*** DATA PROVIDED ***

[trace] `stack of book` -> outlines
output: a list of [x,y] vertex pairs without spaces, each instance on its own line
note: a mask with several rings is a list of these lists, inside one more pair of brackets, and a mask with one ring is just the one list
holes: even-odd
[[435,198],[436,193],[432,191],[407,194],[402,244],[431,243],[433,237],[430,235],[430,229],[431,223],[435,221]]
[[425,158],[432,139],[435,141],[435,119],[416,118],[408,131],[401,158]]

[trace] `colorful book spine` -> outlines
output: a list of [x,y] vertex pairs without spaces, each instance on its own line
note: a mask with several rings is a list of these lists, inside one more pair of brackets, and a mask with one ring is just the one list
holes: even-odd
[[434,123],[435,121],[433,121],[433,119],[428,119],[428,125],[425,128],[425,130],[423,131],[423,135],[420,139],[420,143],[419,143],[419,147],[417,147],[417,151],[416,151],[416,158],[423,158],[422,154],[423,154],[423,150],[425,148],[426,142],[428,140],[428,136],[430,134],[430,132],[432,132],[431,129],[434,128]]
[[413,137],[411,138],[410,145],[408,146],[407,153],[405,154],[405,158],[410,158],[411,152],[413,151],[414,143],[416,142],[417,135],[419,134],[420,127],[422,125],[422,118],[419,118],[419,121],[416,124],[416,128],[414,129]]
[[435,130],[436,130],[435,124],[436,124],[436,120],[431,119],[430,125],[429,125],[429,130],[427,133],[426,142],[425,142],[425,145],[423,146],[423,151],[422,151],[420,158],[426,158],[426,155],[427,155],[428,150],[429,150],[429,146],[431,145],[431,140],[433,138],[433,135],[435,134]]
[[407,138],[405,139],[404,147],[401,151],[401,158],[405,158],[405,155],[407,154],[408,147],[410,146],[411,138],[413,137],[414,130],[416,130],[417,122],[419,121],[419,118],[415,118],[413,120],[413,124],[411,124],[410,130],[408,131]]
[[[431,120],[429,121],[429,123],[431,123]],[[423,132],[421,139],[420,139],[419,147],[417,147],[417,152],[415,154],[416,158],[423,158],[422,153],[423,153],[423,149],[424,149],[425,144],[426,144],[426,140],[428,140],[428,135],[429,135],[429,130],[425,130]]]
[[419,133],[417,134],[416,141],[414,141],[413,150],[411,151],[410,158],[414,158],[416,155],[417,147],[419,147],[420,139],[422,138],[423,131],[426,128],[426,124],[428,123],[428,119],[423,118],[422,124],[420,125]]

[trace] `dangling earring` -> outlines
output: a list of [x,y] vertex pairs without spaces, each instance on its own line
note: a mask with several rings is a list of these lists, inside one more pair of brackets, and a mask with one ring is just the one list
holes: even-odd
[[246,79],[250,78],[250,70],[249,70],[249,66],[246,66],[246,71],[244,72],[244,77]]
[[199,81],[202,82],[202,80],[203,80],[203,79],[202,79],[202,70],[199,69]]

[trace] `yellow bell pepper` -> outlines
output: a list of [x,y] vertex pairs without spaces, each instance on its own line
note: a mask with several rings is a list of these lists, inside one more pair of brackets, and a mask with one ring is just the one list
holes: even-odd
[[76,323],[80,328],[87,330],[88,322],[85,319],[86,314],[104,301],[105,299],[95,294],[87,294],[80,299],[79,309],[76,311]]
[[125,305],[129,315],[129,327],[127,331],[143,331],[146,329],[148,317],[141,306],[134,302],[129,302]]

***

**WHAT YOU NEED TO DO**
Reproduce all of the records precisely. No word may differ.

**WRITTEN RESPONSE**
[trace] `stack of book` -> outlines
output: a list of [x,y] vertex pairs without spaces, each instance on its own line
note: a mask with several rings is a list of these lists, inside one more pair of brackets, and a mask with one ring is just the one list
holes: even-odd
[[435,198],[436,193],[432,191],[407,194],[402,244],[431,243],[433,237],[430,235],[430,229],[431,223],[435,221]]
[[425,158],[432,139],[435,141],[435,119],[416,118],[408,131],[401,158]]

[trace] `colorful book spine` -> outlines
output: a list of [x,y] vertex pairs without spaces, each instance on its own line
note: a mask with several rings is a list of these lists, inside one more pair of brackets, and a mask with one ring is just the one list
holes: even-odd
[[434,123],[435,121],[433,121],[433,119],[428,119],[428,125],[425,128],[425,130],[423,131],[423,135],[420,139],[420,143],[419,143],[419,147],[417,147],[417,151],[416,151],[416,158],[423,158],[422,154],[423,154],[423,150],[425,148],[426,142],[428,140],[428,136],[430,134],[430,132],[432,132],[431,129],[434,128]]
[[413,137],[411,138],[410,145],[408,146],[407,153],[405,154],[405,158],[410,158],[411,152],[413,151],[414,143],[416,142],[417,135],[419,134],[420,127],[422,125],[422,118],[419,118],[419,121],[416,124],[416,128],[414,129]]
[[435,130],[436,130],[435,124],[436,124],[436,120],[431,119],[430,125],[429,125],[429,130],[427,133],[426,142],[425,142],[425,145],[423,146],[423,151],[422,151],[420,158],[426,158],[426,155],[427,155],[428,150],[429,150],[429,146],[431,145],[431,140],[433,138],[433,135],[435,134]]
[[407,138],[405,139],[404,147],[401,151],[401,158],[405,158],[405,155],[407,154],[408,147],[410,146],[411,138],[413,137],[414,130],[416,130],[417,122],[419,121],[419,118],[415,118],[413,120],[413,124],[411,124],[410,130],[408,131]]
[[[431,120],[429,121],[429,123],[431,123]],[[423,132],[421,139],[420,139],[419,147],[417,147],[417,152],[415,154],[416,158],[423,158],[422,153],[423,153],[423,149],[424,149],[425,144],[426,144],[426,140],[428,140],[428,135],[429,135],[429,130],[425,130]]]
[[419,133],[417,134],[416,141],[414,141],[413,150],[411,151],[410,158],[414,158],[416,155],[417,147],[419,147],[420,139],[422,138],[423,131],[426,128],[426,124],[428,123],[428,119],[423,118],[422,124],[420,125]]

[trace] `dangling earring` -> outlines
output: a list of [x,y] vertex pairs without spaces, each instance on its own line
note: a mask with several rings is a list of these lists, inside one more pair of brackets, and a mask with one ring is just the one list
holes: even-odd
[[246,79],[250,78],[250,70],[249,70],[249,66],[246,66],[246,71],[244,72],[244,77]]
[[199,81],[202,82],[202,80],[203,80],[203,79],[202,79],[202,70],[199,69]]

[trace] `yellow bell pepper` -> outlines
output: a list of [x,y] vertex pairs without spaces, each instance on its own line
note: a mask with several rings is a list of these lists, inside one more pair of brackets, and a mask with one ring is just the one list
holes: even-odd
[[76,323],[80,328],[87,330],[88,322],[85,319],[86,314],[104,301],[105,299],[95,294],[87,294],[80,299],[79,309],[76,311]]
[[125,305],[129,315],[129,327],[127,331],[143,331],[146,329],[148,317],[141,306],[134,302],[129,302]]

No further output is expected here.